*TASK INSTRUCTIONS*
Carry on the article about data pre-processing and visualization for machine learning from the point where it stops.

*PAGE EXCERPT*

╭──

Data Pre-processing and Visualization for Machine Learning Models
The objective of data science projects is to make sense of data to people who are only interested in the insights of that data. There are multiple steps a Data Scientist/Machine Learning Engineer follows to provide these desired results. Data pre-processing (Cleaning, Formatting, Scaling, and Normalization) and data visualization through different plots are two very important steps that help in building machine learning models more accurately.
Introduction
The idea of this post is to explain these terms and their roles in machine learning modeling, and to discuss their impacts on various business applications.
We’ll be using the Chocolate Bar Dataset (sounds yummy, right?). This dataset includes chocolate ratings, origins, percentage of cocoa, and the variety of beans used and where the beans were grown.
The dataset has so much information—I bet most of you must be thinking, what should we do with this data and what kind of information can be obtained? There is a lot we can do with the data, but for this particular exercise, we’ll explore the data to answer the following questions, using different visualization tools like distribution plot, box plot, KDE, and violin plot:
- What is the average rating for blended and pure chocolates?

╰──

(Referring-expression pointing data)
╭──

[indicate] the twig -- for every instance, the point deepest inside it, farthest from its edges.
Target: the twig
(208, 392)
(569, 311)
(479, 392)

╰──

*RESULT BELOW*
- Which countries produce the highest rated chocolates bars?
- Find the distribution of cocoa percentage throughout the dataset (different data points).
Before finding the answers to above questions, we need to perform some data preprocessing steps — cleaning, formatting, etc., in order to visualize the data more clearly.
Data Preparation: Cleaning & Formatting Data
The data pipeline starts with collecting the data and ends with communicating the results. The process is not as easy as it sounds. There are multiple steps involved — one of the most important step is data pre-processing.
Data pre-processing itself has multiple steps and the number of steps depends on the type of data file, nature of the data, different value types, and more.
Meet Data Pre-processing
Wikipedia Definition,
Data preprocessing is a data mining technique that involves transforming raw data into an understandable format. Real-world data is often incomplete, inconsistent, and/or lacking in certain behaviors or trends, and is likely to contain many errors. Data preprocessing is a proven method of resolving such issues. Data preprocessing prepares raw data for further processing. Data preprocessing is used database-driven applications such as customer relationship management and rule-based applications (like neural networks).
What is it, then, that makes data pre-processing so important in machine learning or in any data science project?
Importance of Data Pre-processing
Let’s take a simple example: A couple goes into a hospital for a pregnancy test — both the man and woman have to go through the test. Once the pregnancy results return, they suggest that the man is pregnant. Pretty weird, right?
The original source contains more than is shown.